How to Debate Israel’s National Security Decisions
In the public debate about Israel’s national security in general and a desirable Israeli-Palestinian settlement in particular, the dividing line between “political” and “professional” has been drawn by old elites and interest groups. Proponents of concessions and withdrawals are traditionally cast as guided entirely by professional considerations, while opponents of such ideas are dismissed as driven by ulterior motives and political agendas. This presentation is not only false, but the inverse of the truth.
Former Mossad Director Shabtai Shavit dismissed my opinion piece “Benny Gantz’s Dangerous Ambiguity on West Bank Disengagement” as a political treatise undeserving of publication by an academic research institute.
He derides the BESA Center for Strategic Studies, which published the paper and where I serve as a senior research associate, as “painted since its foundation by political colors in line with the number of its skullcap-wearing associates.” Had Shavit done his due diligence, he would have quickly learned that even by the parameters of his perverse logic, the BESA Center should be painted by quite different “political colors,” given that over 80 percent of its research associates are not “skullcap-wearers.”
This mind-boggling stigmatization notwithstanding, it is not the first time that I have been accused of subordinating professional considerations to a political agenda.

=== Records provided ===
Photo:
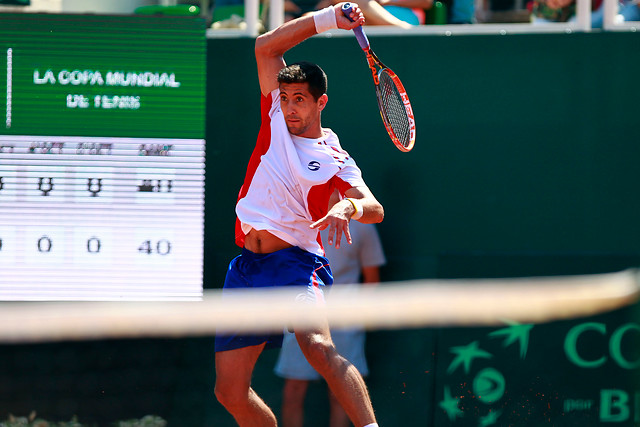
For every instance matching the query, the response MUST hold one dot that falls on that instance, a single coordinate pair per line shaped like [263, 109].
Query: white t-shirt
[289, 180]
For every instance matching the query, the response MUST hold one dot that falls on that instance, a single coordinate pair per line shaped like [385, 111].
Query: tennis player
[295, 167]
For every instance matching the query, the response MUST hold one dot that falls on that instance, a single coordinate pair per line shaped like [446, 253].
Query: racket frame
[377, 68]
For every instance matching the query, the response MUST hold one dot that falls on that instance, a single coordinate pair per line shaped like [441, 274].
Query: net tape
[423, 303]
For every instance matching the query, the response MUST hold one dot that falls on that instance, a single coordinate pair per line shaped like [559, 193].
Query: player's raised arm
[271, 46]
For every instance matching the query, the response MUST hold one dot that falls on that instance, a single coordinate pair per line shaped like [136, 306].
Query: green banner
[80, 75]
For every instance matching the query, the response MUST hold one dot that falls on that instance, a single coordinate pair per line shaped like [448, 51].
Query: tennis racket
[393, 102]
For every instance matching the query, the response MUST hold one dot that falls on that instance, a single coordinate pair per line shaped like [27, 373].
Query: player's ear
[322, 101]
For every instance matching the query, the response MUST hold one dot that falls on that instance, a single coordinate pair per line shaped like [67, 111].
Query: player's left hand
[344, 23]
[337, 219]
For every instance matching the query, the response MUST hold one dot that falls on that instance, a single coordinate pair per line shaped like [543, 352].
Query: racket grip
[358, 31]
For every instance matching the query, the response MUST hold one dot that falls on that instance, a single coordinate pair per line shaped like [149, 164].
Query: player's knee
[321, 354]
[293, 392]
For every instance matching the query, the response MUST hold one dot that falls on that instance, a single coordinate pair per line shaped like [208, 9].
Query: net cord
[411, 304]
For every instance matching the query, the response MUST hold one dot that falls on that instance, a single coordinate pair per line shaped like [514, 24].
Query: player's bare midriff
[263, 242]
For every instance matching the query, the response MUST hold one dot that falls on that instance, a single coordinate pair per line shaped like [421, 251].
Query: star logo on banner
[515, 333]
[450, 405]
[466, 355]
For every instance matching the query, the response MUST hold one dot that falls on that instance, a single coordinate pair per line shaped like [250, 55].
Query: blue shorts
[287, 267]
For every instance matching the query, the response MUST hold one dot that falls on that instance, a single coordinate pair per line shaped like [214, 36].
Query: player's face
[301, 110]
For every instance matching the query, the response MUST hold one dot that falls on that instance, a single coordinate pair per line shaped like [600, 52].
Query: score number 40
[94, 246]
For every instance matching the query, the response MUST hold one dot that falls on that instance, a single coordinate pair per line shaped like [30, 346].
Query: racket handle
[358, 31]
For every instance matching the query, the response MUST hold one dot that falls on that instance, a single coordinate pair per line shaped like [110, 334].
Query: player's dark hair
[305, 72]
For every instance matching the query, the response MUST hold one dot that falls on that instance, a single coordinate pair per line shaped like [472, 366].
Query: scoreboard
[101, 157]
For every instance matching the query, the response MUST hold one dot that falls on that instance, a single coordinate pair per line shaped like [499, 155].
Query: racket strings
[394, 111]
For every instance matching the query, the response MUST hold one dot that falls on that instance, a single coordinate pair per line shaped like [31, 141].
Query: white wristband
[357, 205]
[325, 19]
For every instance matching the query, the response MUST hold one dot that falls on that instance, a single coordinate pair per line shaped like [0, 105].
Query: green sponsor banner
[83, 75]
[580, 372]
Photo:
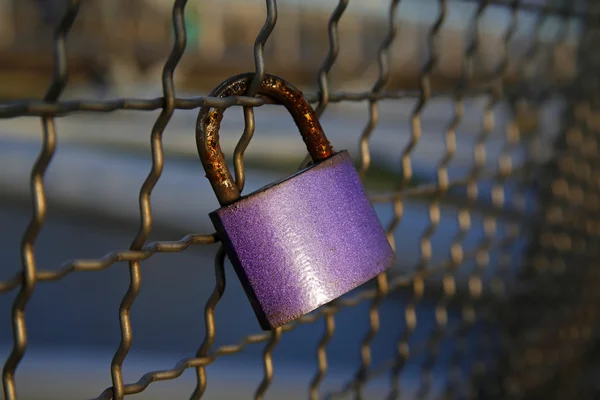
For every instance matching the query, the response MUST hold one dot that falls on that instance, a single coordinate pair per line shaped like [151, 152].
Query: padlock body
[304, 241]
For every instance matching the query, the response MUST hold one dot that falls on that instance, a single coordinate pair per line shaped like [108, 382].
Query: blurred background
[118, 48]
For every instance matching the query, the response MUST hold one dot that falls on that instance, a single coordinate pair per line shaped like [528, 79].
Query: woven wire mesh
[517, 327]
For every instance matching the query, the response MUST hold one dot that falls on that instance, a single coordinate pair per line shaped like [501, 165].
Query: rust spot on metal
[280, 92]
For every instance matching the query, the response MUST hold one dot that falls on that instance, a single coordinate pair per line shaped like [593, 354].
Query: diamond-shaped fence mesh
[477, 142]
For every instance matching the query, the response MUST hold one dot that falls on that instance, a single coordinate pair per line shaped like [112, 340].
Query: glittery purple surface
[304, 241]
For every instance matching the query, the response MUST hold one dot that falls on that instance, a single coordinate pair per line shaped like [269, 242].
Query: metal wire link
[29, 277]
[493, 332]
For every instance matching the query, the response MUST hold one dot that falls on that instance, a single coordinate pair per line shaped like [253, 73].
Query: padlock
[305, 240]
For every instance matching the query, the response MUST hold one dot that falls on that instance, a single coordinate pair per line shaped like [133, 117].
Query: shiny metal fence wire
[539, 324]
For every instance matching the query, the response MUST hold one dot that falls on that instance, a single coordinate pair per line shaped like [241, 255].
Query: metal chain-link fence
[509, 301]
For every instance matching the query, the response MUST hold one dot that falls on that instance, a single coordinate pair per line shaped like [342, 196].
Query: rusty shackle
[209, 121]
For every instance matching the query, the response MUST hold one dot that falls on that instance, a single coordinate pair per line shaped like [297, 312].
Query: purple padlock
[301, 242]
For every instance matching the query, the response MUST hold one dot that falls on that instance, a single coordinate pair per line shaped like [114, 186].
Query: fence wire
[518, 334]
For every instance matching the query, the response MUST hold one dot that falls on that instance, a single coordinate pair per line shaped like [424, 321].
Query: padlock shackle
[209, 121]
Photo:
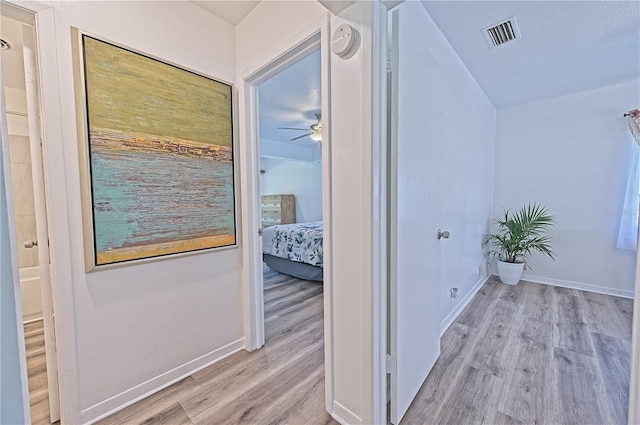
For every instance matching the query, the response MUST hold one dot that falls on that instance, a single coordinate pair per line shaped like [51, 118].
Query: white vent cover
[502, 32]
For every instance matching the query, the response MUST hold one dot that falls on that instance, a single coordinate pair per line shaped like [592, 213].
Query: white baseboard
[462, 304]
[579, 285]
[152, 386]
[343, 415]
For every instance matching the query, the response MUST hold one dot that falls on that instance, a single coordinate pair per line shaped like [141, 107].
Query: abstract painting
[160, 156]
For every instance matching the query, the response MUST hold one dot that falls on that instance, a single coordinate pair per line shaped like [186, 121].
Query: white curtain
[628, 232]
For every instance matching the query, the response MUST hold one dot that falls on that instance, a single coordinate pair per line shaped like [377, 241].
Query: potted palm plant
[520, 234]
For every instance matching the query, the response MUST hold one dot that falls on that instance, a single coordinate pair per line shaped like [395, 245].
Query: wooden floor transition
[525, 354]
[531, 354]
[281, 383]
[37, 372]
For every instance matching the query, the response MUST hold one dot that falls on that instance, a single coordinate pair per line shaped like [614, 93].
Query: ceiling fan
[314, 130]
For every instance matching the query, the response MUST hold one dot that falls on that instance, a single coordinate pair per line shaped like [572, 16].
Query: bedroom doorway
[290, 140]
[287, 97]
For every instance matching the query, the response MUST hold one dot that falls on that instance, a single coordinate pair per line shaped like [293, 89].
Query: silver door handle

=== Required work ===
1. List every line of the records that contains the string "wire".
2. Pick up the national security piece after its last sentence and write what comes next.
The national security piece and the records have nothing to do with each other.

=== Task responses ===
1.
Query: woven wire mesh
Query: metal wire link
Query: shiny metal fence wire
Query: fence wire

2.
In a 2005 war game at the IDF’s General Staff, contemplating possible military responses to rocket/missile attacks from the Gaza Strip after the looming unilateral disengagement, I argued that the IDF’s operational maneuverability would be severely constrained, and that decisions on operating in Palestinian territory across the border fence would be complex and difficult to make. I further maintained that the IDF would find it exceedingly difficult to respond effectively to Hamas missile attacks launched from densely populated areas.
I was immediately accused of speaking “politically” rather than “professionally.” The same thing happened three years later, when I told my fellow General Staff officers of my doubts about the IDF’s ability to defend Israel in the event of total withdrawal from the Golan Heights. The formula is clear: officers who downplay the security risks of territorial withdrawals do so on “professional” grounds; those who underscore the dangers attending such withdrawals are driven by “political” considerations.
There lies the crux of the matter. In the debate on Israel’s national security in general and a desirable Israeli-Palestinian settlement in particular, the dividing line between the “political” and the “professional” has been drawn by old elites and interest groups that exert overwhelming influence on the public discourse. Thus, proponents of concessions and withdrawals have long been cast as guided exclusively by professional considerations, while their opponents have been dismissed as driven by ulterior motives and political agendas. It is no coincidence that the piece that attracted Shavit’s mudslinging — free of rebuttal of a single fact or assertion — has been translated and thoroughly discussed by the influential Palestinian newspaper, Al-Quds Al-Arabi.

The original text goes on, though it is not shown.